>>>>
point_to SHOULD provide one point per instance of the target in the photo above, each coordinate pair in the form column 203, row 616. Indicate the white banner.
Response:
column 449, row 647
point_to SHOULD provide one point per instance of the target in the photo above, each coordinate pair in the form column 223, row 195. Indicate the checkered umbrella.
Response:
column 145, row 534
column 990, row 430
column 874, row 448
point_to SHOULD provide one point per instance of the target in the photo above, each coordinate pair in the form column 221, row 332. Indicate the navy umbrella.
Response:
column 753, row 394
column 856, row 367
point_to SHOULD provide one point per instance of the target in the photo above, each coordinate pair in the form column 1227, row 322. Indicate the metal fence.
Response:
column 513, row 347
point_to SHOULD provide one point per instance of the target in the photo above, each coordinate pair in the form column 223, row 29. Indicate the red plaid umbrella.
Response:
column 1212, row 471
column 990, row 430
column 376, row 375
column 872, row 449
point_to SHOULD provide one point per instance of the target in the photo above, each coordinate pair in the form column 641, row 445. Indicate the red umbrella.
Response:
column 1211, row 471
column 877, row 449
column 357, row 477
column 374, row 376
<<<<
>>>>
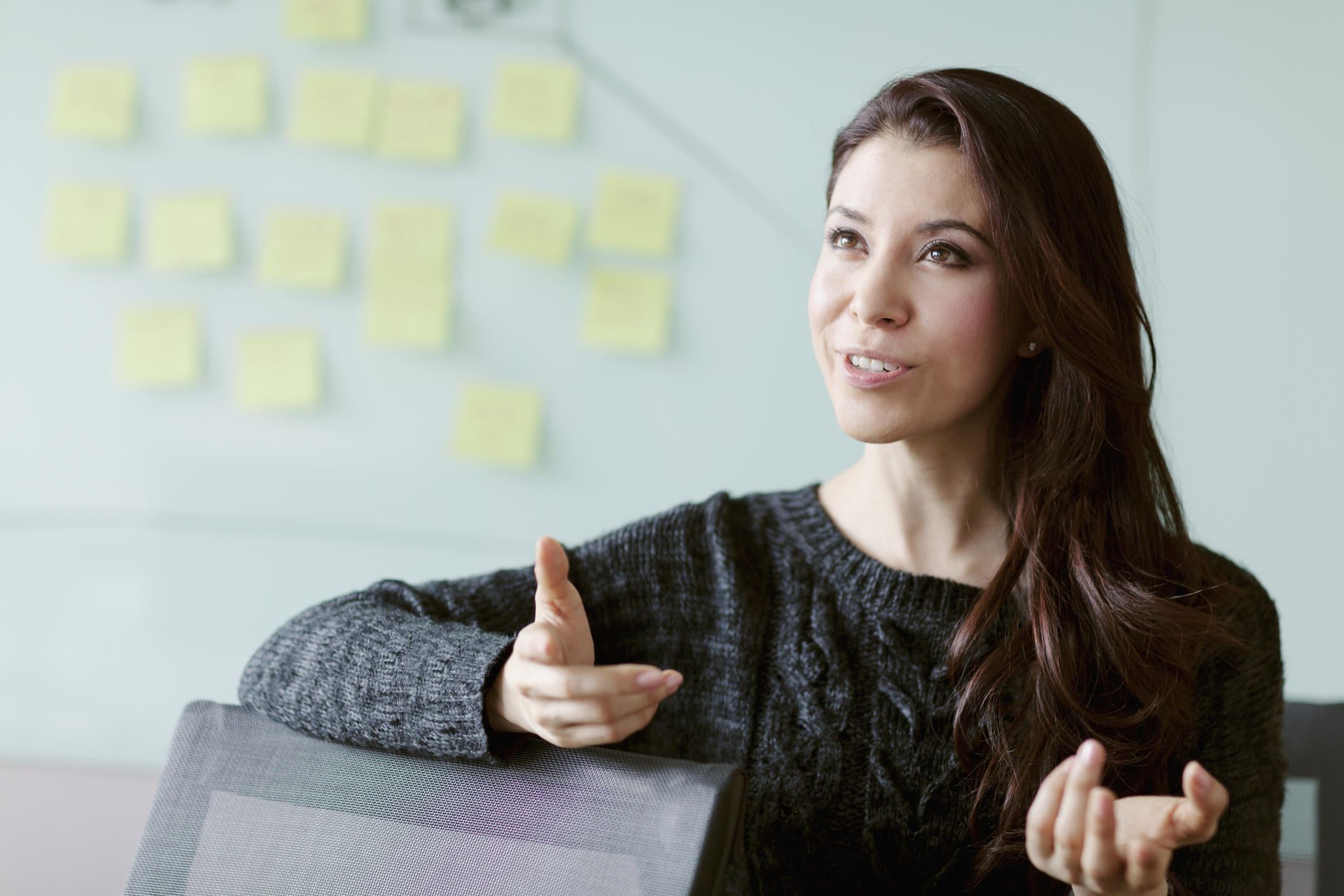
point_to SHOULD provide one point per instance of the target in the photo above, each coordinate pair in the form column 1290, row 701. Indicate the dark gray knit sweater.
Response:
<<<<
Task prompt:
Look above for the line with "the checkered umbrella." and the line with "red plaid umbrella.", and reproduce exactly those two lines plus every line between, nothing more.

Task response:
point_to SHOULD provide one point per instance of the target in the photo above, each coordinate pair in the form column 223, row 195. Indicate the checkered umbrella.
Response:
column 145, row 534
column 990, row 430
column 874, row 448
point_to SHOULD provide one point per instance of the target in the photo above, each coordinate pair in the form column 221, row 332. Indicate the navy umbrella.
Response:
column 753, row 394
column 856, row 367
point_to SHOULD provide one point per instance of the target in the photo above, each coordinate pair in the form column 1227, row 322. Indicate the metal fence.
Response:
column 513, row 347
point_to SHOULD provide one point per instance of the target in the photo above, each coordinate pair in the form column 223, row 29. Indicate the red plaid umbrella.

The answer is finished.